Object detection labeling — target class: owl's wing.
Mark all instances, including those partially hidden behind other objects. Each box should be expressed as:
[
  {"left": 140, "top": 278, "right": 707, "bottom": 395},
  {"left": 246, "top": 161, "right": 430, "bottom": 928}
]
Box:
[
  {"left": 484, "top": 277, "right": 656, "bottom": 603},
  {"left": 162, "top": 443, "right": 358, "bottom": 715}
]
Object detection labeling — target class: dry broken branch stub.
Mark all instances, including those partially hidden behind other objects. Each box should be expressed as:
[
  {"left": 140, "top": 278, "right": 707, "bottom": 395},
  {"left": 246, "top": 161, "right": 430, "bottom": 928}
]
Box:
- - - - - - -
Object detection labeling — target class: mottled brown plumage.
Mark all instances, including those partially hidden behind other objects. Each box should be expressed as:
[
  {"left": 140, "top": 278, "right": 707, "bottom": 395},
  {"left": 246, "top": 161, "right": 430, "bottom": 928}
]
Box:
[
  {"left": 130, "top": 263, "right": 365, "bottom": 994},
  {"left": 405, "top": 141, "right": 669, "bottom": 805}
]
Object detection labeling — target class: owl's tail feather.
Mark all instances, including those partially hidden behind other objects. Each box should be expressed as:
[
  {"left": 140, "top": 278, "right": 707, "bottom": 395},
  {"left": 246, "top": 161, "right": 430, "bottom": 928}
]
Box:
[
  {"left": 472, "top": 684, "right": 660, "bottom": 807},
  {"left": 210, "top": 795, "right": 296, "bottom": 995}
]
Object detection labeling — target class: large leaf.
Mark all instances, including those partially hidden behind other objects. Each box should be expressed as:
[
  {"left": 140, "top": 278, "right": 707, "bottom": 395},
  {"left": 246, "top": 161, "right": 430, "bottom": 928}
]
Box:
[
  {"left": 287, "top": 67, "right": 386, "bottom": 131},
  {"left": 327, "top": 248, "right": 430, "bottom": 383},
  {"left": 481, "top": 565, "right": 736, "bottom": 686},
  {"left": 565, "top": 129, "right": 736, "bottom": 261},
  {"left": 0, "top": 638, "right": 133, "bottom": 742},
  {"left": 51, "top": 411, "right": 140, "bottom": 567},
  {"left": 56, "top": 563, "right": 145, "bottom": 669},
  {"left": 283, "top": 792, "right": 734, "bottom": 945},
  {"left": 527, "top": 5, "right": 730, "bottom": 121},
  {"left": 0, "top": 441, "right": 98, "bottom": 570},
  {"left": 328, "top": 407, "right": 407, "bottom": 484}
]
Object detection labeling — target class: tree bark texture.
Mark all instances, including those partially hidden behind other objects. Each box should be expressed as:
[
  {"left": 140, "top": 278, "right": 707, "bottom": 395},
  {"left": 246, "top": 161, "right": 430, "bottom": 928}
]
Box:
- - - - - - -
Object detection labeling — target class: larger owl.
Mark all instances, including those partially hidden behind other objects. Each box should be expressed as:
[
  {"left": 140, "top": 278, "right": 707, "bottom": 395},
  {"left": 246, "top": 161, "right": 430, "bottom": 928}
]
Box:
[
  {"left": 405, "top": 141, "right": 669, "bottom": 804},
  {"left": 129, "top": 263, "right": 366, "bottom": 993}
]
- - - - - - -
Set down, exactly as they appear above, all lines from the one that has "Object detection labeling — target class: owl's wing." down to the one that has "Object detection labeling — target class: dry", including those two and no others.

Object detection labeling — target class: owl's wing.
Mark all instances, including those partially hidden behind other objects. Each box should be expressed as:
[
  {"left": 140, "top": 278, "right": 707, "bottom": 395},
  {"left": 246, "top": 161, "right": 430, "bottom": 928}
]
Box:
[
  {"left": 484, "top": 277, "right": 656, "bottom": 603},
  {"left": 162, "top": 443, "right": 358, "bottom": 715}
]
Object detection labeling — target class: dry broken branch stub.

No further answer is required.